Could you copy out the listing below again, swapping every "Target" for "Object" and leaving everything else unchanged?

* _Data listing_:
━━━━━━━━━━

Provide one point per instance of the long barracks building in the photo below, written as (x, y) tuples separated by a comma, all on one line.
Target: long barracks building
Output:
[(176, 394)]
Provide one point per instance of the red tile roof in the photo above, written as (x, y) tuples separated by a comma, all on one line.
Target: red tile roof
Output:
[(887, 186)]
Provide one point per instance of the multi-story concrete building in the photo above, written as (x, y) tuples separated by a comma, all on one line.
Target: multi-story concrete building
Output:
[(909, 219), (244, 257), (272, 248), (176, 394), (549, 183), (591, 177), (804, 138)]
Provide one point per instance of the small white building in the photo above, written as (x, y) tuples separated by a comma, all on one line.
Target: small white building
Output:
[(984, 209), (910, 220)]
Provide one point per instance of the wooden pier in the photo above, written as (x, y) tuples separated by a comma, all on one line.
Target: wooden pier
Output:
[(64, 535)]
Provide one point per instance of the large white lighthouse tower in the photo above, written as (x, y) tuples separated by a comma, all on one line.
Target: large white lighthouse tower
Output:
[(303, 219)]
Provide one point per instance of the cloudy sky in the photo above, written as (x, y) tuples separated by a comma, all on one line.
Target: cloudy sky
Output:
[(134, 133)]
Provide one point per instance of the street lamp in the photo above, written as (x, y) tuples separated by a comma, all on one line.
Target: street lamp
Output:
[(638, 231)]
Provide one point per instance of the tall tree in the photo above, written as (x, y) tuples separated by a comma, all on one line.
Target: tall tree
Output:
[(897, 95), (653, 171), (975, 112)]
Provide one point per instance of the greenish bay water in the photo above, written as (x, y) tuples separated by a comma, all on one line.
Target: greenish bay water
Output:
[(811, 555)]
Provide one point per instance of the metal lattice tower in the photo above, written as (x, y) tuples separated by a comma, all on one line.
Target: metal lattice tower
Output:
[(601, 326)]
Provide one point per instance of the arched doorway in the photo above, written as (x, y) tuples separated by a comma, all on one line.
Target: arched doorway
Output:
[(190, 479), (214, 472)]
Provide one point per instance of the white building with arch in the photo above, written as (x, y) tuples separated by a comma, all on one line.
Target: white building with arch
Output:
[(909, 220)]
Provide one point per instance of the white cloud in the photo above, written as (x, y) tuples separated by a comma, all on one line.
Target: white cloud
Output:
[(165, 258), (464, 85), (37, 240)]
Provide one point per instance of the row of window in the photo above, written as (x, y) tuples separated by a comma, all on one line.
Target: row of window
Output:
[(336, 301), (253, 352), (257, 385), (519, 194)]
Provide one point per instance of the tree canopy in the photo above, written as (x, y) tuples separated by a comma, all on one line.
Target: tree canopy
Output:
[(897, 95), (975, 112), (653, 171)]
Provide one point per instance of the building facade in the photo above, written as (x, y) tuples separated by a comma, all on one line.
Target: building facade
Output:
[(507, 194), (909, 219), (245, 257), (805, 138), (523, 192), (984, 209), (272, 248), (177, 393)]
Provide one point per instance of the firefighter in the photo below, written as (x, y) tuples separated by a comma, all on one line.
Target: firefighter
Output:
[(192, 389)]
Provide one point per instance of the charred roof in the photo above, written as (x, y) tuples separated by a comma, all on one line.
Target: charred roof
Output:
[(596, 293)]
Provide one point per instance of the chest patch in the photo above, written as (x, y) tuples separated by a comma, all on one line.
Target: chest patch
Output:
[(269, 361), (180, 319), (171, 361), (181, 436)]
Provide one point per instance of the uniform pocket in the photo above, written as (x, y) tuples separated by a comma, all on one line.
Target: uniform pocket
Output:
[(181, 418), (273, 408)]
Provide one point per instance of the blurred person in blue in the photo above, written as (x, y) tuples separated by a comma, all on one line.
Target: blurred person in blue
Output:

━━━━━━━━━━

* _Answer to this exercise_:
Provide one point per instance of the long barracks building in the photo below, written as (x, y) tuples separated by a comma, all on one line.
Object: long barracks building
Output:
[(176, 394)]
Provide one point per instance of the red tile roof in the photo above, written as (x, y) tuples separated by a comma, all on one line.
Object: red tile roof
Output:
[(887, 186)]
Provide one point per instance of the multi-story concrete building in the photo above, written as (x, y) tuples separated by a comma, all on one line.
Object: multi-story concrete building
Output:
[(909, 219), (244, 257), (272, 248), (176, 394), (549, 183), (591, 177), (804, 138)]
Provide one point per instance of the small white building in the photo above, written as (x, y) tuples separated by a comma, all on one line.
Object: small white building
Output:
[(984, 209), (910, 220)]
Provide one point per instance of the wooden pier in the photo above, written as (x, y) tuples separated by a comma, all on one line.
Object: wooden pier
Output:
[(64, 535)]
Provide one point per instance of the large white lighthouse tower in the photo above, written as (x, y) tuples separated by a comma, all on one line.
Object: large white lighthouse tower
Output:
[(303, 219)]
Provide one point per instance of the cloudy sky in the photo above, written as (x, y) tuples separated by a comma, all on one line.
Object: cloudy sky
Output:
[(134, 133)]
Provide one point per instance of the street lamp in the photo above, written as (x, y) tuples separated by a comma, all on one line.
Object: street lamp
Output:
[(638, 231)]
Provide one point per instance of the tall tree in the photo above, written as (x, y) tuples separated by a comma, all on one line.
Object: tall tree
Output:
[(897, 95), (653, 171), (975, 112)]
Provide one point per instance of the greenish bay water in the photo above, written as (x, y) tuples separated by a comma, all on one line.
Object: greenish bay water
Output:
[(811, 555)]
Provide one point per instance of the metal lattice tower in the photo above, written as (x, y) tuples separated by a comma, all on one line.
Object: metal lattice tower
Output:
[(601, 326)]
Provide one point per instance of the arched doorway in the photo above, written as (x, y) tuples separated by a comma, all on one line.
Object: arched doorway
Output:
[(190, 479), (214, 472)]
Provide one point per instance of the white building with arch in the photo above, written as (x, y) tuples separated by a comma, all on one line.
Object: white building with arch
Output:
[(909, 220)]
Provide one point per instance of the white cloud in the photo above, written as (x, y) tuples separated by a comma, all on one line.
Object: white cloud
Output:
[(165, 258), (464, 85), (37, 240)]
Provide one point per instance of the row of window in the photo above, written as (x, y) tuples separated by a comma, all on one line.
Object: row of window
Output:
[(336, 301), (253, 352), (257, 385), (519, 194)]
Provide one point per instance of the tree canopy in the photo above, written as (x, y) tuples separated by a comma, all on one line.
Object: tree canopy
Output:
[(897, 95), (975, 112), (653, 171)]
Provide one point per instance of the building facade in the photo above, written as (x, y) tuples separated by a comma, all on one line.
Object: building facade
Output:
[(507, 194), (909, 219), (245, 257), (805, 138), (523, 192), (984, 209), (272, 248), (177, 393)]
Provide one point per instance of the firefighter in the photo below, written as (x, y) tuples separated by a comma, all on one line.
Object: firefighter
Output:
[(192, 389)]
Provide one point per instance of the charred roof in the photo above, written as (x, y) tuples separated by a comma, all on one line.
Object: charred roof
Output:
[(596, 293)]
Provide one point per instance of the chest patch in the photo above, written as (x, y) tuples separated by a comma, all on one line.
Object: chest patch
Output:
[(269, 361), (180, 319), (171, 361), (181, 436)]
Provide one point per instance of the uniform pocket in the photo above, written as (x, y) tuples separated by a comma, all on one line.
Object: uniform pocket
Output:
[(181, 418), (273, 408)]
Provide one point per instance of the blurred person in blue in the photo above, written as (x, y) tuples separated by a comma, all on one line.
Object: blurred person in blue
Output:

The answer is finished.